• **Problem to solve**
Find the line containing "Where can you see the night" in the material below; copy that line and all following lines exactly.
─── Information provided ───
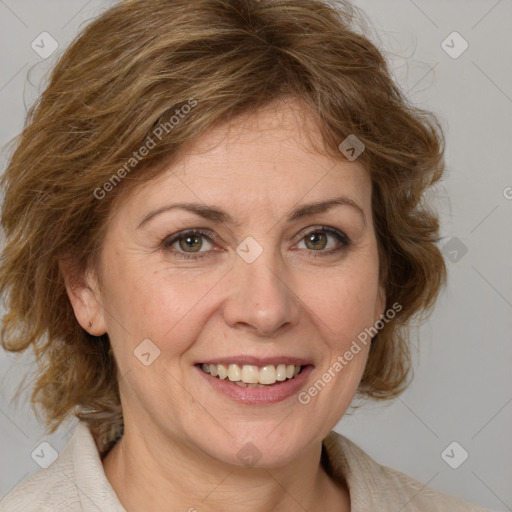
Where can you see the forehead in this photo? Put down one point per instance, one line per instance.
(262, 159)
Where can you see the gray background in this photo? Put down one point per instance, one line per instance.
(463, 384)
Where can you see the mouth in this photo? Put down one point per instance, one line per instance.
(253, 376)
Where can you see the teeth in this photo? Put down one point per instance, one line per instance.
(234, 373)
(250, 375)
(281, 372)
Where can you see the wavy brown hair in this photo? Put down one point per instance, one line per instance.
(131, 69)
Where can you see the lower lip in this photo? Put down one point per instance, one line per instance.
(258, 396)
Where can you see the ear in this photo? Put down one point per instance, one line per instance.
(84, 294)
(380, 303)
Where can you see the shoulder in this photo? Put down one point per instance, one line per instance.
(376, 487)
(74, 482)
(50, 489)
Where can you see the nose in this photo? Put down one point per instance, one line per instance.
(261, 297)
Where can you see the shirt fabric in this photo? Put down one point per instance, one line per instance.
(76, 482)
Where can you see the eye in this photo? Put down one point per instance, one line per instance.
(322, 238)
(188, 244)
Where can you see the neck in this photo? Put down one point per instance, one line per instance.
(158, 476)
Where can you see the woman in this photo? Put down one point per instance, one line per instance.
(215, 238)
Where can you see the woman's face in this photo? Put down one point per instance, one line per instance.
(269, 281)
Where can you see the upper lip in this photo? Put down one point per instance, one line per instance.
(257, 361)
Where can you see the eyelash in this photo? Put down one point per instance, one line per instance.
(342, 238)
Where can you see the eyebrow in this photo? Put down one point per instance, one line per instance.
(220, 216)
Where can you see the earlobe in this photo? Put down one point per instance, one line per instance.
(83, 293)
(380, 309)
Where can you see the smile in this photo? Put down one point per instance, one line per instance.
(251, 375)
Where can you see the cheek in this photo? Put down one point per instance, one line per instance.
(155, 302)
(345, 301)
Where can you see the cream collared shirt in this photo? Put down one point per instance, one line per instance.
(76, 482)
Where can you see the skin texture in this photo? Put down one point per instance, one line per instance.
(181, 439)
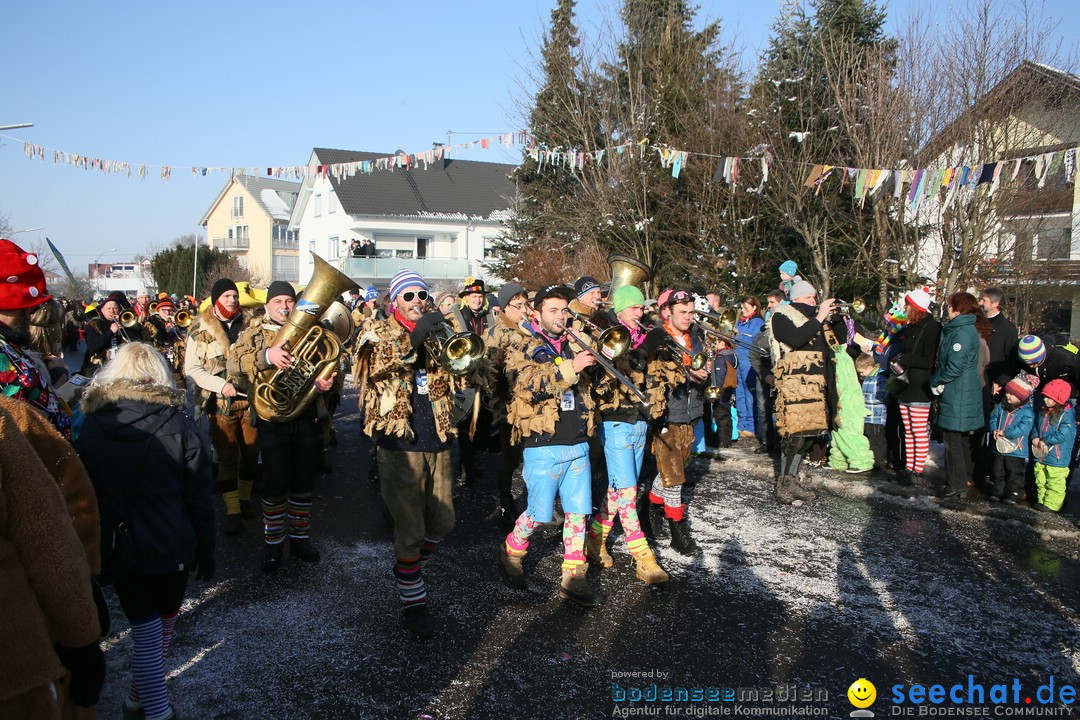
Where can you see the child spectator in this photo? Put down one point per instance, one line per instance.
(1052, 445)
(1011, 423)
(876, 398)
(788, 275)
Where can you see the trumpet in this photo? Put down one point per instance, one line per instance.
(606, 364)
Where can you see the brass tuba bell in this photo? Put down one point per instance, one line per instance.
(281, 395)
(459, 353)
(626, 271)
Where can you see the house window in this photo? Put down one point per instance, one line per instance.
(1053, 243)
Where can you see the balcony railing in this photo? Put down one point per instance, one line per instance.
(231, 243)
(368, 270)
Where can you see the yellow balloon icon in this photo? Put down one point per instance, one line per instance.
(862, 693)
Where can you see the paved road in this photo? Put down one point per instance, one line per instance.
(850, 585)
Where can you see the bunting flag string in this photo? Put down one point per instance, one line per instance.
(914, 186)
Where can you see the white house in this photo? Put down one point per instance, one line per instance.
(441, 220)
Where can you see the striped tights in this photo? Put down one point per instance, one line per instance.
(916, 435)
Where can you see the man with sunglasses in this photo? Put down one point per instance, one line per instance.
(509, 333)
(685, 406)
(552, 418)
(407, 404)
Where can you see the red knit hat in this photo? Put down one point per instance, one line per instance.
(22, 282)
(1058, 391)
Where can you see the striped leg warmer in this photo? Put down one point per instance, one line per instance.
(299, 516)
(148, 667)
(273, 521)
(410, 588)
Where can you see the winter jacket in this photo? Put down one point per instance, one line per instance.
(44, 580)
(148, 464)
(960, 407)
(1058, 431)
(920, 351)
(1015, 425)
(745, 330)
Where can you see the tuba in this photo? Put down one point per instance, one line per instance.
(626, 271)
(281, 395)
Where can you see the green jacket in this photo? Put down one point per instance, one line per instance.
(960, 407)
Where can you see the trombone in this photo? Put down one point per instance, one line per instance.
(606, 364)
(726, 329)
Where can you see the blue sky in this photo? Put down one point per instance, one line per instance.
(259, 84)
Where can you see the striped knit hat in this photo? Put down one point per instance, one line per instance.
(405, 279)
(1031, 351)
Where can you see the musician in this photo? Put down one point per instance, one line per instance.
(800, 341)
(472, 315)
(586, 299)
(623, 434)
(292, 450)
(206, 354)
(552, 418)
(407, 403)
(508, 334)
(685, 406)
(105, 333)
(21, 376)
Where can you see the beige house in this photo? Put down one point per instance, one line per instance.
(250, 219)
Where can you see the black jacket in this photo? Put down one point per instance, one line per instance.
(148, 463)
(1002, 345)
(920, 353)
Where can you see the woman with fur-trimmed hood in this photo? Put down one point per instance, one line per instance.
(151, 472)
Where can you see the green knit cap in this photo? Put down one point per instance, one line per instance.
(628, 296)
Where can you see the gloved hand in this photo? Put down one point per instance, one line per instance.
(86, 666)
(655, 340)
(204, 566)
(423, 328)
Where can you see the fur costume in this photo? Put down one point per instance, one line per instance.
(536, 392)
(386, 352)
(800, 382)
(45, 595)
(206, 355)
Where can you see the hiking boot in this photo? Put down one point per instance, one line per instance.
(682, 542)
(648, 570)
(511, 570)
(418, 621)
(233, 526)
(302, 549)
(576, 588)
(596, 548)
(271, 556)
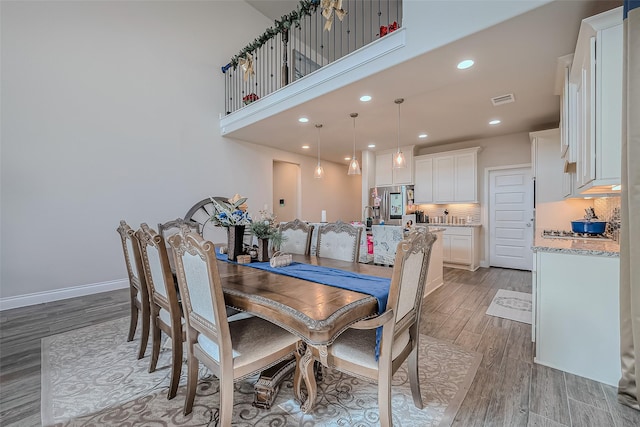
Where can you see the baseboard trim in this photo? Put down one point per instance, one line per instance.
(60, 294)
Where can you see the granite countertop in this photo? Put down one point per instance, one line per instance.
(607, 248)
(471, 224)
(435, 229)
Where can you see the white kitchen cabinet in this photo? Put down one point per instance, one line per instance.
(384, 172)
(576, 314)
(449, 177)
(435, 276)
(466, 176)
(596, 73)
(444, 177)
(547, 165)
(423, 187)
(460, 247)
(387, 175)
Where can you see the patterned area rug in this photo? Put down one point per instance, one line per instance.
(91, 376)
(511, 305)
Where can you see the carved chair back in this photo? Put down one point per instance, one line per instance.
(339, 241)
(354, 350)
(297, 237)
(257, 344)
(139, 294)
(166, 315)
(160, 282)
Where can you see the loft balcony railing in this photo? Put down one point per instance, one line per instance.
(304, 41)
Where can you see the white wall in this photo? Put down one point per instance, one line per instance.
(513, 149)
(110, 111)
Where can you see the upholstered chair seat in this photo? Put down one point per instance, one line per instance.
(232, 349)
(297, 237)
(339, 241)
(138, 291)
(354, 351)
(166, 314)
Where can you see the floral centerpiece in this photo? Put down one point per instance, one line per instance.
(265, 228)
(233, 215)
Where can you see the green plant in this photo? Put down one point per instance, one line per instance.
(230, 212)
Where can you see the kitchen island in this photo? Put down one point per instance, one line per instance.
(576, 322)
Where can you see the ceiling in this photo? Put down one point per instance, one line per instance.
(518, 57)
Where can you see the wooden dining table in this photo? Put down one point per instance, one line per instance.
(315, 312)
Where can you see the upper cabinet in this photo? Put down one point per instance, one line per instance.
(547, 166)
(594, 93)
(449, 177)
(385, 173)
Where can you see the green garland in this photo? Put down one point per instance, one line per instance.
(305, 8)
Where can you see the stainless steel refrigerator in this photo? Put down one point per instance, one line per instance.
(390, 203)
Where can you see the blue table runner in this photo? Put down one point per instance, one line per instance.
(363, 283)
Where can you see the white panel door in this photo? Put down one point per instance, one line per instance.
(510, 218)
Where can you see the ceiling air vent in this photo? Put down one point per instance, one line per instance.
(503, 99)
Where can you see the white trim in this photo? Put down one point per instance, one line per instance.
(326, 79)
(485, 207)
(59, 294)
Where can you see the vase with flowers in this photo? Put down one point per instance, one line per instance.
(233, 215)
(265, 228)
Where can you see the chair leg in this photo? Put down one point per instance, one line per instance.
(414, 378)
(384, 399)
(155, 342)
(226, 400)
(192, 382)
(144, 338)
(176, 365)
(134, 319)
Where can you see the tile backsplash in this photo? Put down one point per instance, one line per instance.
(458, 210)
(608, 209)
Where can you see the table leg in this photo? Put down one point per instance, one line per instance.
(297, 376)
(306, 369)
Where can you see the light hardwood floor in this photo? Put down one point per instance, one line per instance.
(508, 390)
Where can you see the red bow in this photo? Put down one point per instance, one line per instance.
(384, 30)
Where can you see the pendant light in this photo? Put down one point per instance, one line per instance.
(354, 167)
(319, 171)
(398, 158)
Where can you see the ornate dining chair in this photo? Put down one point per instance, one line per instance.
(137, 285)
(172, 227)
(297, 237)
(339, 241)
(354, 351)
(231, 350)
(166, 314)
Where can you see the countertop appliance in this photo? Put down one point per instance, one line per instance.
(390, 203)
(564, 234)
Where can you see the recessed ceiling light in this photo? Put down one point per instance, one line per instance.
(467, 63)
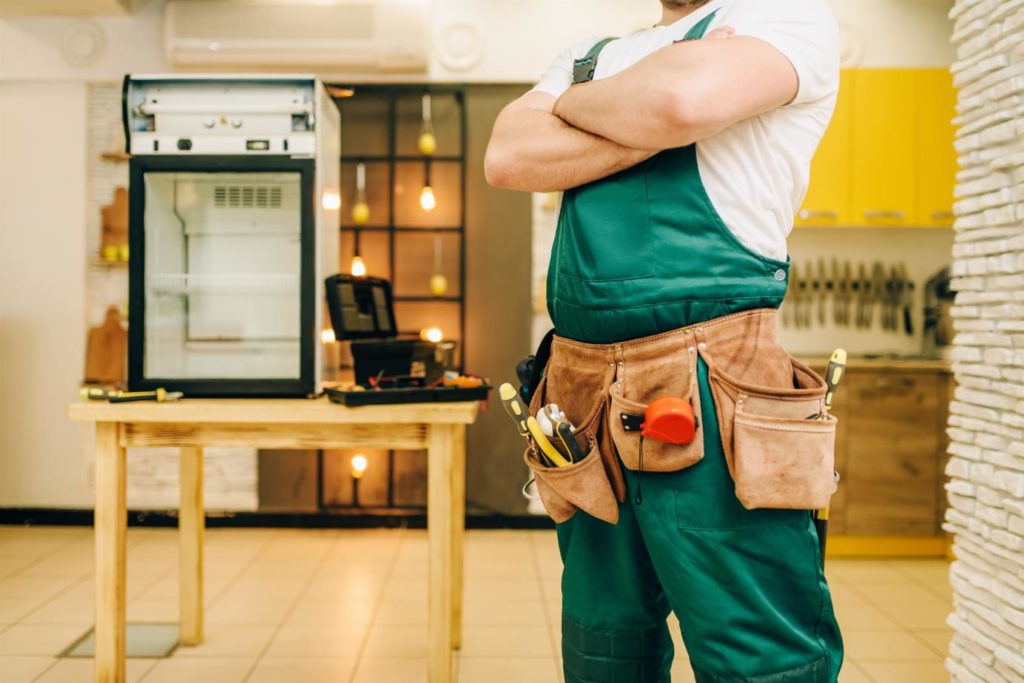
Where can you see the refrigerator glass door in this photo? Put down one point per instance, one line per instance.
(222, 264)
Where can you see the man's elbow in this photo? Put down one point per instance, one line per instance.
(683, 112)
(497, 167)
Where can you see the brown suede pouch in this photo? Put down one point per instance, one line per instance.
(777, 457)
(585, 485)
(658, 369)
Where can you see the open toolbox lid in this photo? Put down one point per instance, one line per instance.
(360, 307)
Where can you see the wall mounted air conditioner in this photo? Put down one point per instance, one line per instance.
(333, 35)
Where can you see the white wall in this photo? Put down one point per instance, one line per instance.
(42, 273)
(44, 180)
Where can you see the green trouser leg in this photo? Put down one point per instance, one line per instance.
(747, 585)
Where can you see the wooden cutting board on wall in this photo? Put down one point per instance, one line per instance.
(107, 350)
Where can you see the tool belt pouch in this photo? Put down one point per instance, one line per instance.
(586, 484)
(779, 454)
(660, 371)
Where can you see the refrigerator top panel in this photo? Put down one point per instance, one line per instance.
(220, 115)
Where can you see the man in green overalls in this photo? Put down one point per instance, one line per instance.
(683, 151)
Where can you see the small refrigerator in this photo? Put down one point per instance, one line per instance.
(233, 205)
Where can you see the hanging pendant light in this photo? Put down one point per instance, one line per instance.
(360, 210)
(428, 141)
(358, 266)
(427, 199)
(438, 283)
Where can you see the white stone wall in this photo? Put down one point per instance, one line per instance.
(986, 424)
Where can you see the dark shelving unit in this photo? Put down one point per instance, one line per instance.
(393, 94)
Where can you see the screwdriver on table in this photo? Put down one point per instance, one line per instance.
(834, 373)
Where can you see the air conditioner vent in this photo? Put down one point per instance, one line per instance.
(247, 197)
(361, 36)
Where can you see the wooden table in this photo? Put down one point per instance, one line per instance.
(195, 424)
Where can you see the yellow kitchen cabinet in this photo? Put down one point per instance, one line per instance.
(827, 201)
(936, 157)
(885, 146)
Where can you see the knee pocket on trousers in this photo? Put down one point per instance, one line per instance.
(698, 513)
(614, 655)
(815, 672)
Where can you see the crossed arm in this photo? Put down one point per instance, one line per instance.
(681, 94)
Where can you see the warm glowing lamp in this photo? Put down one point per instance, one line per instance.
(359, 464)
(427, 199)
(358, 266)
(360, 210)
(431, 334)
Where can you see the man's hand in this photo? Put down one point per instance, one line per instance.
(684, 92)
(534, 151)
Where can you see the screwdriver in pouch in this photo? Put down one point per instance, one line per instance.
(834, 373)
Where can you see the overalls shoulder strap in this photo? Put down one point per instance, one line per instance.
(699, 29)
(583, 70)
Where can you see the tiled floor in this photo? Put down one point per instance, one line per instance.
(301, 606)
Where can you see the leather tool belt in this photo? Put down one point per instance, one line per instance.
(778, 443)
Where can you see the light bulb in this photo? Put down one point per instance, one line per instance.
(358, 267)
(438, 286)
(360, 213)
(331, 201)
(431, 334)
(359, 464)
(427, 143)
(427, 199)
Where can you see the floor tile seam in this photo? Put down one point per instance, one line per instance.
(396, 551)
(44, 603)
(552, 635)
(863, 672)
(227, 585)
(40, 559)
(284, 619)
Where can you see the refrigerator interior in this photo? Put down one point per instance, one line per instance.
(222, 265)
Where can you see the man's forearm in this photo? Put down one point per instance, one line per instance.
(682, 93)
(534, 151)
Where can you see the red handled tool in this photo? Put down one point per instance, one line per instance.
(670, 420)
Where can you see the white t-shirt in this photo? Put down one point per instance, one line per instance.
(757, 171)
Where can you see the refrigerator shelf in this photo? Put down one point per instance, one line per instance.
(183, 283)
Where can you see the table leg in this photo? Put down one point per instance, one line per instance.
(111, 523)
(458, 530)
(440, 454)
(190, 526)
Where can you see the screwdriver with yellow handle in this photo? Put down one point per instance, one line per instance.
(527, 425)
(835, 372)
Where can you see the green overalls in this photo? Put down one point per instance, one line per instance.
(637, 254)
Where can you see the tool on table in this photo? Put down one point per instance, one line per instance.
(546, 446)
(159, 395)
(835, 372)
(514, 407)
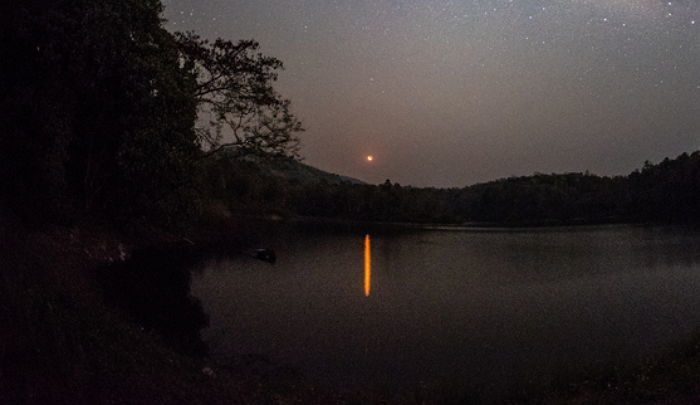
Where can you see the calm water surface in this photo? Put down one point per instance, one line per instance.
(456, 311)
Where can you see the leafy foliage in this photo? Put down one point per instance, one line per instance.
(100, 103)
(235, 92)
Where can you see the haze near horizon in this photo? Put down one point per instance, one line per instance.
(450, 93)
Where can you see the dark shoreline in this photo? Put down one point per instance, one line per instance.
(97, 353)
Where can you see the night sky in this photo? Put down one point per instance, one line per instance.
(450, 93)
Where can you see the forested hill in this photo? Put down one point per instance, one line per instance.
(665, 192)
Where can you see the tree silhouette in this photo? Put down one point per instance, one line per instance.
(238, 106)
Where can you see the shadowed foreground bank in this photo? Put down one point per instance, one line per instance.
(75, 340)
(65, 340)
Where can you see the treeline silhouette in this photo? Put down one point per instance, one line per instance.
(665, 192)
(106, 112)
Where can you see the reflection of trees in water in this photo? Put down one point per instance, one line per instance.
(154, 288)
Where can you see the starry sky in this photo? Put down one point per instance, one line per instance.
(454, 92)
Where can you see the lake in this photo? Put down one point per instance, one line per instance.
(460, 312)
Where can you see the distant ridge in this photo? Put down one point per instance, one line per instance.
(290, 169)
───
• **The solution**
Where can you see the night sky in this photo? Put down one point per instance, one line per instance.
(450, 93)
Where can you see the forested hill in this photo? Put down one point per instance, one line per instance.
(665, 192)
Where can you see the tree silhouette in this photo? Put down one point per instance, one line per instance.
(238, 106)
Where can you see the shadowed foreground bank in this photo? Put down one point per instance, one line per instance.
(75, 340)
(65, 340)
Where can you see the treeline silhouette in this photo? Put down one point per instance, one line per instance.
(665, 192)
(106, 112)
Where can you see the reflection of trees in water in this photo? Put down one point per instance, one line per instance.
(154, 288)
Where can you see the starry sky in this photo? Put down one point per instance, one line per instance.
(454, 92)
Where can you see the lake in this photo? Put down one point per instance, one line per instance.
(460, 312)
Where can you see the distant ridge in this photo? Put down one point per instance, one line per instance.
(290, 169)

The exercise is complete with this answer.